======== Exercise text ========
Since the American Civil War was fought over the issue of slavery, no survey of Civil War music can be complete without careful attention to slave music.
Slave music didn’t arise from the war, of course. It had existed in one form or another for the entire two-century history of slavery.
The war itself, while it was in progress, had little effect on slave music.
Afterwards, when the slaves received their freedom, most of them were anxious to leave slave culture, including its music and performance practice, behind them.
Slavery as an institution
In the course of the American Revolution, many slaves managed to achieve freedom either in exchange for military service or simply by running away. Importation of slaves from Africa became illegal in the United States in 1808. If anyone hoped that the ban would cause slavery to wither away, they must have been very disappointed.
Georgia had about a third fewer slaves after the Revolution, but by 1810, it had three times as many as it had had before. Similar rebounds occurred in other Southern states as well.
Even as late as the Antebellum period, some aspects of African culture remained. Slave owners sought to wipe them out. Many forbid slaves to use drums, for example. After all, in Africa, drums were communication tools. Slave owners couldn’t risk having their slaves partaking in communication they themselves couldn’t understand.
Of course, the more slaves suffered from oppression, the more determined they became to communicate behind their owners’ backs. With or without drums, their music became part of this clandestine communication.
Kinds of slave songs
It’s convenient to divide slave songs into three groups: work songs, religious songs, and recreational songs.
Work songs had at least two functions. One benefitted the slaves, and the other the overseer. If gangs of slaves collaborated on a difficult project such as hauling a heavy load, singing would provide a rhythm that enabled them to coordinate their movements. They didn’t need music for picking crops, but as Frederick Douglass recalled, silence made the overseers uncomfortable:
Once on the road with an ox team, and seated on the tongue of his cart, with no overseer to look after him, the slave was comparatively free; and, if thoughtful, he had time to think. Slaves are generally expected to sing as well as work. A silent slave is not liked by masters or overseers. “Make a noise,” “make a noise,” and “bear a hand,” are the words usually addressed to the slaves when there is silence amongst them. This may account for the almost constant singing heard in southern states.
========
Assigned task 1:
According to the text on slave music, in what year did importing slaves from Africa become illegal in the United States?
Assigned task 2:
Go on with the text on slave music from where it stops.
======== Data listing ========
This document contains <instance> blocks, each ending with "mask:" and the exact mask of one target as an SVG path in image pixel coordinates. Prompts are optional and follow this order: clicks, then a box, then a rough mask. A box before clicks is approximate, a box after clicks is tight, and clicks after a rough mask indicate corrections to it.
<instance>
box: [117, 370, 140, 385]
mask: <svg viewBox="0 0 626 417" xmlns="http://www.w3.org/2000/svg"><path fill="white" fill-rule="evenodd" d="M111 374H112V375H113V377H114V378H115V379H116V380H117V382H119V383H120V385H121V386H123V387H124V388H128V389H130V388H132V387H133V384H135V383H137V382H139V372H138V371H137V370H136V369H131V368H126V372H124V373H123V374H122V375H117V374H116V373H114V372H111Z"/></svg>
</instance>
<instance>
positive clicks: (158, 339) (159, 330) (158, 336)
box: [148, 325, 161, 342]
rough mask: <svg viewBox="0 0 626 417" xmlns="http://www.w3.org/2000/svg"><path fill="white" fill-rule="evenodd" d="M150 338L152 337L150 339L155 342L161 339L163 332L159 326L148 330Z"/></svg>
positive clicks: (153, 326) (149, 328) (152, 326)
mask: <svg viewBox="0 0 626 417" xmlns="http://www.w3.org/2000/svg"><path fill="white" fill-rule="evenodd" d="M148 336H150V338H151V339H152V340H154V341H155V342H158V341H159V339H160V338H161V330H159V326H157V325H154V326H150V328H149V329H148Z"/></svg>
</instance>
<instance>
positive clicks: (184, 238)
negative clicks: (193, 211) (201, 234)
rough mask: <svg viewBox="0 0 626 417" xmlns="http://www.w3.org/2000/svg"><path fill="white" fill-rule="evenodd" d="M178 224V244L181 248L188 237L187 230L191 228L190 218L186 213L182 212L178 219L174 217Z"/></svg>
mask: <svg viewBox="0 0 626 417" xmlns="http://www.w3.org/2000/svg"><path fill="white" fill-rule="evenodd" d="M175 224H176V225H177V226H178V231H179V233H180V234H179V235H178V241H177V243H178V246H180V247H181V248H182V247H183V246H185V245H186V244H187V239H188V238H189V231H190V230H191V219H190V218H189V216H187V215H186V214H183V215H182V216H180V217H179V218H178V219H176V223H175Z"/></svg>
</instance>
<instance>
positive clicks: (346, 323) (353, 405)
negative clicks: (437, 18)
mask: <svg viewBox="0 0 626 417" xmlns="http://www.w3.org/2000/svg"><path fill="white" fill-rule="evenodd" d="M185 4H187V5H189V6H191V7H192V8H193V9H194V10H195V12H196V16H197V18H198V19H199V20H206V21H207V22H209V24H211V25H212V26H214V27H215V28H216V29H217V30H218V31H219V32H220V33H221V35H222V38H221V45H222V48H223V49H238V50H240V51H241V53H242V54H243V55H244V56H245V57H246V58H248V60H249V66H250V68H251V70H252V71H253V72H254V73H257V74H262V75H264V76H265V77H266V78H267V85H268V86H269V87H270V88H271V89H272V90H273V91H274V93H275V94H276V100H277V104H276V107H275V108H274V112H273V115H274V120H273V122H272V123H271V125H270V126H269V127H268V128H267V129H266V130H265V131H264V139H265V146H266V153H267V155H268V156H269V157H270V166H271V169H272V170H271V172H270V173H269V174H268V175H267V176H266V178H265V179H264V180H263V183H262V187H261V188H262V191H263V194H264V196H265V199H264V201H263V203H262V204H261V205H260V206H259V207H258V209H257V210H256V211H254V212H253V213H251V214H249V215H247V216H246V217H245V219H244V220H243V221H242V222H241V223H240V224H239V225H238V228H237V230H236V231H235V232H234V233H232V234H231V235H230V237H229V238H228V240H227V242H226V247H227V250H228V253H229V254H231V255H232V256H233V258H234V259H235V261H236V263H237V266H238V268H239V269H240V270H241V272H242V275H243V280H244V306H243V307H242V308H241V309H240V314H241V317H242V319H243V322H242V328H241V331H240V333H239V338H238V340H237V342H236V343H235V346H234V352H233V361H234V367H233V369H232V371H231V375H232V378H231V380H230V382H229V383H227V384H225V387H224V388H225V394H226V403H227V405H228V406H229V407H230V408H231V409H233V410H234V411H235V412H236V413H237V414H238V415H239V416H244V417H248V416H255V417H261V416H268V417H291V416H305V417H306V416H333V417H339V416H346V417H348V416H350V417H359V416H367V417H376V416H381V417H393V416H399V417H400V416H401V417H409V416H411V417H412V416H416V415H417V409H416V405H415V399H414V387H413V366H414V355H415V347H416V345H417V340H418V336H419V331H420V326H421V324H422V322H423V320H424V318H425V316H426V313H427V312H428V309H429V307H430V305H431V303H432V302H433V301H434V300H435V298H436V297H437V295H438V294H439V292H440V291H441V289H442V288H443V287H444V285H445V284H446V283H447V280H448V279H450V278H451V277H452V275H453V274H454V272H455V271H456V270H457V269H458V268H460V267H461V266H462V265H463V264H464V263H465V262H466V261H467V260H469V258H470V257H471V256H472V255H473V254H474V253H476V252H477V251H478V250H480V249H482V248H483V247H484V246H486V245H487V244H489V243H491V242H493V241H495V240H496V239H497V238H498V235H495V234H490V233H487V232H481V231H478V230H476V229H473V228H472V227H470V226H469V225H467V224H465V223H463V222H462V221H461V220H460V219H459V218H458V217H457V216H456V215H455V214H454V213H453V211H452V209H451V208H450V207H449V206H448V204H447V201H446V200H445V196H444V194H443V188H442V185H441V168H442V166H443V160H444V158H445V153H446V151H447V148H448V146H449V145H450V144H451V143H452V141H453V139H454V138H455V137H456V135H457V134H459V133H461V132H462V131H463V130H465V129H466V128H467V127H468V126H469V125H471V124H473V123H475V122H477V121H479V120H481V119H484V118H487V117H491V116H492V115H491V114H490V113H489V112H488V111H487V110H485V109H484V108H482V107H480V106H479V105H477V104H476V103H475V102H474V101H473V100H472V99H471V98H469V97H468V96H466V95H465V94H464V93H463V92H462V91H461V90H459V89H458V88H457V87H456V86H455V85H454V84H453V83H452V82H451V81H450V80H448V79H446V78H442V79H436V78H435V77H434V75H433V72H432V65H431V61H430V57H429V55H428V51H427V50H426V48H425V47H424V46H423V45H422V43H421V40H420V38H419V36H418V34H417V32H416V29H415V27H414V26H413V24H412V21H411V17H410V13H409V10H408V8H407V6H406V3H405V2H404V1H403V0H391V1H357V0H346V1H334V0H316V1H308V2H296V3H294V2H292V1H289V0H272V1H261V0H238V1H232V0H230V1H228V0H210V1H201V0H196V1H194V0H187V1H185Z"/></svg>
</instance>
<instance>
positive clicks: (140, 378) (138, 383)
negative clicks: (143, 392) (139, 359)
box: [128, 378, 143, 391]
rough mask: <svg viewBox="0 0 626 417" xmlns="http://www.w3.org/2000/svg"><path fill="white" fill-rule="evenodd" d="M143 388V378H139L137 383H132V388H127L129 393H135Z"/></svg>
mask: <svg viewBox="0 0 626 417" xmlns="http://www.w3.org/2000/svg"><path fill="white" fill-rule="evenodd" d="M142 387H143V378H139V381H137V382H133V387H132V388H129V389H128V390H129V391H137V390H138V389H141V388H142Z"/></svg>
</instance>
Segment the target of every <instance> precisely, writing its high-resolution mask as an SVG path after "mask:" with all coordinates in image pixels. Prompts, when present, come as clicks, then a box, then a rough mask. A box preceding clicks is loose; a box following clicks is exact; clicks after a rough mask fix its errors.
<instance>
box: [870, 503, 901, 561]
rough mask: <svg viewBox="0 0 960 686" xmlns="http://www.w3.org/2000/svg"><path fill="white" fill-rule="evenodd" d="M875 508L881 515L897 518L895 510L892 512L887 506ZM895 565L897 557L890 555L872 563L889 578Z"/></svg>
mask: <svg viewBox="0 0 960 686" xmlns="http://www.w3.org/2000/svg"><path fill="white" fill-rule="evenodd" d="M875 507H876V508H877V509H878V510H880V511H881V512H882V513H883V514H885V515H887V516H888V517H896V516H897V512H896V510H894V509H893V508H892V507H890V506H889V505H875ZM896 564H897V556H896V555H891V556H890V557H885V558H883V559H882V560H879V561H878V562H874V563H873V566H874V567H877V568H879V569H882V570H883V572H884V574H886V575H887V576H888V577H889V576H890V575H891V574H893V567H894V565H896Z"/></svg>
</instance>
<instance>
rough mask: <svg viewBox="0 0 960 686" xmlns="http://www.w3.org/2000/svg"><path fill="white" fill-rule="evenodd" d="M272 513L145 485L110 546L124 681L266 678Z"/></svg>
========
Task result 1:
1808

Task result 2:
Southern slave owners frequently reported that their slaves were happy and content. Perhaps the singing gave them that impression. Douglass, on the other hand, detected a profound melancholy in even the most boisterous of slave songs. After leaving slavery, he never heard such plaintive songs again–except when he visited Ireland during the potato famine of 1845-46. “Slaves sing more to make themselves happy, than to express their happiness.
When slaves were captured in Africa, they knew nothing of Christianity. Most of them were either animists or Muslims. Some owners took slaves to church in the attempt to destroy any vestiges of African culture among them. Others did so taking seriously the mandate to “make disciples of all nations.”
Whatever the reason, slaves were encouraged to attend church. They found the grace and freedom preached in church both very attractive and very different from the lives they actually led. When they attended their masters’ churches, they learned the same hymns.
When they met together, they developed their own style, both of music and text. One style of music, the ring shout, was a vestige of African dances. The slaves would form a ring and move to the music, which consisted of a single phrase repeated over and over for hours.
It would start off slow and then quicken in pace. At first it produced an ecstatic state, and then eventually a physical exhaustion that caused people to fall out of the ring one by one.
Masters didn’t like it and tried unsuccessfully to repress it. Ironically, when whites and blacks attended the same revival meetings, the whites adopted their own version of the ring shout. Meanwhile, the slaves and free blacks who received formal education came to disapprove of such primitive behavior.
Slaves’ songs gave voice to their longing to experience freedom. By the 1840s or so, they knew that slavery was illegal in northern states and that many northerners wanted to abolish it entirely. So when they sang of heaven, they meant not only heaven, but the possibility of escaping to the north.
A network of safe houses and secret routes known as the Underground Railroad developed in the early 19th century. It was not by any means the first organized method of smuggling slaves to freedom, but it had a great impact on slaves’ religious music.
Nowadays, some people seem to have the ridiculous impression that the Underground Railroad was something like a modern subway. In fact, escaped slaves traveled on foot at night, often wading in streams to prevent dogs from following their scent. When they met up with an Underground Railroad representative, they would receive transportation to a safe house.
Any mention in spirituals of trains, stations, chariots, etc., refers directly to the Underground Railroad. “Swing low, sweet chariot, comin’ for to carry me home” therefore calls for the Underground Railroad to carry the singers to the north.
To many masters, these songs just sounded like the slaves singing about heaven. That was the idea. Others surely caught on eventually. In any case, most attempted escapes were unsuccessful. Douglass describes captured slaves singing as they were marched to prison.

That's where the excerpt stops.